ただすべての事業が好調なわけではない。社会インフラでは海外のプロジェクトでトラブルが発生し、費用が膨らむ想定外の事態に見舞われた。国内の電力事業も、原子力発電所向けのメンテナンスが減っていることがあり採算悪化に苦しんでいる。

こうした事業ごとの浮き沈みとは別に、日立の業績を支えるのがコスト改革プロジェクト。グループで共同調達を進めるなどの効率化を進めることで、今期だけで1000億円ものコスト削減効果を生み出した。来期も同規模のコスト削減を計画しているという。

ただし来期は1000億円が丸ごと利益に上乗せされるわけではない。「事業開発投資に加え、海外の営業所や研究拠点の開拓に費用を振り向ける」(中村副社長)。日立は営業部門への投資を得意としてこなかったがゆえに、意識的に海外拠点の拡充を進めているという。

**やること**: 引用文によると、日立はコスト改革プロジェクトで今期どれだけのコスト削減効果を生み出しましたか。 この後に続く行は、引用文とは別の資料です。

**記録データ**:
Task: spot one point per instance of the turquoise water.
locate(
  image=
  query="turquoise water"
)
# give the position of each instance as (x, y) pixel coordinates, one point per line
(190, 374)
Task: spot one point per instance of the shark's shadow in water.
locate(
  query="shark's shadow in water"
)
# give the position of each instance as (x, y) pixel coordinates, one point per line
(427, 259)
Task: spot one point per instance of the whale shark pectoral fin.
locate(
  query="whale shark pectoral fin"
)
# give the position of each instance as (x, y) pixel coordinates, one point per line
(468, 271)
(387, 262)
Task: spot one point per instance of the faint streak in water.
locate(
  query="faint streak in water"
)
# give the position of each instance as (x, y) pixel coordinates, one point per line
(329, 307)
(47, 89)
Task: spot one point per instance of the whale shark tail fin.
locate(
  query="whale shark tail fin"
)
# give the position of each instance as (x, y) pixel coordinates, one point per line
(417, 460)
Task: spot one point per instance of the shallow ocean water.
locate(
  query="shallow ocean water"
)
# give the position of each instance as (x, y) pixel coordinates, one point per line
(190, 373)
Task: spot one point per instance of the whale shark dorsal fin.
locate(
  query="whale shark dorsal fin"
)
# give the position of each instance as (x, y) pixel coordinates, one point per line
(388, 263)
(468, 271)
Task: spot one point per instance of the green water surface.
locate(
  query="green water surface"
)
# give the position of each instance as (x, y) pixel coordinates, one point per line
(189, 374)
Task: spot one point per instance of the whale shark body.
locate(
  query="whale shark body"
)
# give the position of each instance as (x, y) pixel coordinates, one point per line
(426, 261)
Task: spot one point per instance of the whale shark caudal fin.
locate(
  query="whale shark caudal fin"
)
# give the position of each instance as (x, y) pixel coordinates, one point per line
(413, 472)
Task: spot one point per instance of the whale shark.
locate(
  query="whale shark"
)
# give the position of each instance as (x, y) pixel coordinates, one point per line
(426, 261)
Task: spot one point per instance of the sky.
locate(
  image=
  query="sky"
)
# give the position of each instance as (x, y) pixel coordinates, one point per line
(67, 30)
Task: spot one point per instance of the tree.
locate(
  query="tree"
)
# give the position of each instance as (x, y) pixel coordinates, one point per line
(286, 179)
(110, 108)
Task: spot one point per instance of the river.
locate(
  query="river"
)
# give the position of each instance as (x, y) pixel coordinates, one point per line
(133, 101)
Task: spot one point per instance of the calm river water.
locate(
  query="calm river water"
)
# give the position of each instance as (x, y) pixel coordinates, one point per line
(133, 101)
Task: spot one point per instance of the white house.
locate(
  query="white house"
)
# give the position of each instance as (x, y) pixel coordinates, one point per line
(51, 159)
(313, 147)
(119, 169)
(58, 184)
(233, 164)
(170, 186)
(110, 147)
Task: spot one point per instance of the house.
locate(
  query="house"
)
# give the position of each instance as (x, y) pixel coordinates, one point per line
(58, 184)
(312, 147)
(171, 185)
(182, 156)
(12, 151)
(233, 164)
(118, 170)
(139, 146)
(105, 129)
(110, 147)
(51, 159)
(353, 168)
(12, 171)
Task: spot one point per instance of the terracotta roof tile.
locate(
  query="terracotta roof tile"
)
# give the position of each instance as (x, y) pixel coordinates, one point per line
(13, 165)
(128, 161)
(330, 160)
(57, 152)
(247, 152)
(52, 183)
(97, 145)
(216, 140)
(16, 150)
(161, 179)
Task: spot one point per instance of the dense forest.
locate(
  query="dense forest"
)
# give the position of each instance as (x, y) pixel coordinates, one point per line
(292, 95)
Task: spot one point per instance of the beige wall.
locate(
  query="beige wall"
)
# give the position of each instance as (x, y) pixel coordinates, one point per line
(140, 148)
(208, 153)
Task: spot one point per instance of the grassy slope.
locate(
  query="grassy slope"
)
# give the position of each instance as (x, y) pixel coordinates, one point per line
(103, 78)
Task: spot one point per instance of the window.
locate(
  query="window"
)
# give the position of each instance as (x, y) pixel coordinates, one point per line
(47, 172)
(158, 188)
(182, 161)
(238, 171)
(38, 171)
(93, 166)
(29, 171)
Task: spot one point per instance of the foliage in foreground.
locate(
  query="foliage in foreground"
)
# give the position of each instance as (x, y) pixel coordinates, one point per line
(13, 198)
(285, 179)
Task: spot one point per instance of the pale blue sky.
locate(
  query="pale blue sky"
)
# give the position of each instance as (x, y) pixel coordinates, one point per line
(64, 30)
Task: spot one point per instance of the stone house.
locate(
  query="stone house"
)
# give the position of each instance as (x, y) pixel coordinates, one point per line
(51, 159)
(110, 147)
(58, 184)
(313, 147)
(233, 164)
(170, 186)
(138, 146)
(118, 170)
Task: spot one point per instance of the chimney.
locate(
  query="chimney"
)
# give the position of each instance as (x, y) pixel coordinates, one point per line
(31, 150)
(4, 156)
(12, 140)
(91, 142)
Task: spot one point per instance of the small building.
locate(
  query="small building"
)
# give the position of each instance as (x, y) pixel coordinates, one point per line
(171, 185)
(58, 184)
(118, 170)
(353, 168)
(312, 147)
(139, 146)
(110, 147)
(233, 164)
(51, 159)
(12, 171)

**解答**: 1000億円